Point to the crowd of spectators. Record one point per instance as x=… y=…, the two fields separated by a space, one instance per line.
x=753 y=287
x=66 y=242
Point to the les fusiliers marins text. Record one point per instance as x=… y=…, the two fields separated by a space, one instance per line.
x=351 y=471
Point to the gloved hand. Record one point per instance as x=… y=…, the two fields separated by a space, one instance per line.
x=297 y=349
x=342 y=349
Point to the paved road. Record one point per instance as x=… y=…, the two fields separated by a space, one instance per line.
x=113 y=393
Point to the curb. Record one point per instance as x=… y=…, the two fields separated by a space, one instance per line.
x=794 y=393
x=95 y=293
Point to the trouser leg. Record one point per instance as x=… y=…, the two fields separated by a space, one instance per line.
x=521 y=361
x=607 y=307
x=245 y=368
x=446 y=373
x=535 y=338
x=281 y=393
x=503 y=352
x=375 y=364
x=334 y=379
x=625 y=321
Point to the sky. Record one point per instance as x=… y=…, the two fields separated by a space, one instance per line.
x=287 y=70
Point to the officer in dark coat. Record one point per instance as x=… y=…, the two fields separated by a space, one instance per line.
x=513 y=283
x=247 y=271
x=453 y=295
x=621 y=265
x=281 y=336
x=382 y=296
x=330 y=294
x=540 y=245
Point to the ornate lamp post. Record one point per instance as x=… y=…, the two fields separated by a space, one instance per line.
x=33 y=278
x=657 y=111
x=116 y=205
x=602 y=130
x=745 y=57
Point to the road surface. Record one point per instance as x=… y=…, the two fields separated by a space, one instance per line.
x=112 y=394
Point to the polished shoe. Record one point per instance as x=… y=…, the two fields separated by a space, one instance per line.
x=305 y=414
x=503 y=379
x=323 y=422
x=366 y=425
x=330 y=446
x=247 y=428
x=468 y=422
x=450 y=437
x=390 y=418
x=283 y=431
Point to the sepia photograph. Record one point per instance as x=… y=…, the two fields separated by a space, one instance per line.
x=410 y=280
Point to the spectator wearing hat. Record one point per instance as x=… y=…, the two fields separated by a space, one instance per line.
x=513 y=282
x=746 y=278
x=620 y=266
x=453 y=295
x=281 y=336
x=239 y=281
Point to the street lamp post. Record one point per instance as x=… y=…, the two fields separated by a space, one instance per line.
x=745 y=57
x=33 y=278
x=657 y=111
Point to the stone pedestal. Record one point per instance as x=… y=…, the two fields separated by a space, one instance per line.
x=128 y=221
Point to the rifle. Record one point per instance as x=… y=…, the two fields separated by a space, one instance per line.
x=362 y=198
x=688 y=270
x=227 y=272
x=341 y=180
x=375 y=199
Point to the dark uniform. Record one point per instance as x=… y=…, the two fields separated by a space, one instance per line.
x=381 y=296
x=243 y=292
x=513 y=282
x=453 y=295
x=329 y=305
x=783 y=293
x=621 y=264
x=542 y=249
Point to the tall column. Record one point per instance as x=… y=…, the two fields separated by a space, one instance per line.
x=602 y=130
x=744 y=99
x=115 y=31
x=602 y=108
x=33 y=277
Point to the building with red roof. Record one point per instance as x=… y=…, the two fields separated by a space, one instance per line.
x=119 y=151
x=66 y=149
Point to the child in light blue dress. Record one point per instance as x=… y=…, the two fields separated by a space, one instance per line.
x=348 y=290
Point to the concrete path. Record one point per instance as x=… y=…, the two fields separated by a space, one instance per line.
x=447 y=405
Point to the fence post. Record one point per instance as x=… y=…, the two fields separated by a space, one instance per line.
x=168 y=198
_ _ _ _ _
**Task instructions:** Reproduce every one of the records above word for word, without changing anything.

**Written reply:**
Point to the crowd of spectators. Record one point per instance as x=… y=…, the two fields separated by a space, one instance per line.
x=753 y=287
x=66 y=242
Point to the les fusiliers marins text. Record one point per instance as x=… y=…, the two fields separated by a space, one instance per line.
x=351 y=471
Point to the gloved hand. Record one point per instance as x=… y=…, the two fields separated by a space, one instance per line.
x=297 y=349
x=342 y=349
Point to the paved road. Record one point per instance as x=… y=…, the two fields separated by a space, one instance per line.
x=113 y=393
Point to the curb. Record one point per instance as x=… y=…, the two fields separated by a space, one instance per line.
x=794 y=393
x=95 y=293
Point to the trouser leg. Record one point per instance as x=… y=…, the two fields separated by a space, one instance per line.
x=521 y=361
x=607 y=307
x=245 y=368
x=446 y=373
x=535 y=338
x=281 y=393
x=503 y=352
x=375 y=364
x=334 y=379
x=625 y=321
Point to the sky. Record one point per instance as x=… y=…, the two fields separated by a space, one instance per line.
x=287 y=70
Point to the officer in dark coat. Record one point per instance as x=… y=…, the two fields separated by a space, one instance per line.
x=513 y=283
x=247 y=271
x=453 y=295
x=621 y=265
x=281 y=336
x=382 y=296
x=330 y=294
x=540 y=245
Point to the ornate lamp post. Record one point per instance as x=… y=…, the two fields separated by a space, one instance per line.
x=33 y=278
x=657 y=111
x=116 y=205
x=602 y=130
x=745 y=57
Point to the road surface. Record one point per instance as x=… y=…, the two fields separated by a space, one instance per line.
x=112 y=394
Point to the polished shoe. Record one point per instance as x=… y=…, the two fields separated by a space, one instance per line.
x=305 y=414
x=503 y=379
x=323 y=422
x=366 y=425
x=330 y=446
x=247 y=428
x=468 y=422
x=450 y=437
x=390 y=418
x=283 y=431
Point to the sepia photograph. Record one point per instance as x=… y=…, the two fields separated by a space, one instance per line.
x=410 y=280
Point to the spectator wearing hat. Record one point per instance as x=… y=…, the two fields separated by a space, one instance per line.
x=513 y=282
x=746 y=278
x=620 y=266
x=453 y=295
x=281 y=336
x=239 y=281
Point to the street lamp post. Record one point per instance as x=… y=…, the two fields separated by a space, one instance per line.
x=745 y=57
x=33 y=278
x=657 y=111
Point to the stone pedestal. Record one point per instance as x=… y=…, the two fields separated by a space, one instance per line.
x=128 y=221
Point to the rifle. Record one point per instance as x=… y=…, the two fields separated by a space, one instance per line.
x=362 y=198
x=688 y=270
x=227 y=272
x=341 y=180
x=375 y=199
Point to the dark uniform. Record one point per instance as x=… y=…, the two fields separated by a space, one instance per line.
x=381 y=296
x=243 y=292
x=513 y=282
x=453 y=295
x=329 y=305
x=783 y=293
x=621 y=264
x=542 y=249
Point to the tall column. Record one point per instance as x=… y=…, the two fields separated by a space, one instance per line.
x=602 y=130
x=744 y=99
x=115 y=31
x=602 y=108
x=33 y=277
Point to the building with red roof. Record one point per instance as x=… y=…, the two fields separated by a space, one instance per line.
x=119 y=151
x=66 y=149
Point to the child in light blue dress. Record one point per instance as x=… y=…, the two fields separated by a space, one instance per line.
x=348 y=290
Point to the concrete path. Record one point per instance as x=… y=…, the two fields separated by a space, one instance per line.
x=447 y=405
Point to the fence post. Record one point per instance as x=… y=…, the two fields separated by a space, one instance per line.
x=168 y=198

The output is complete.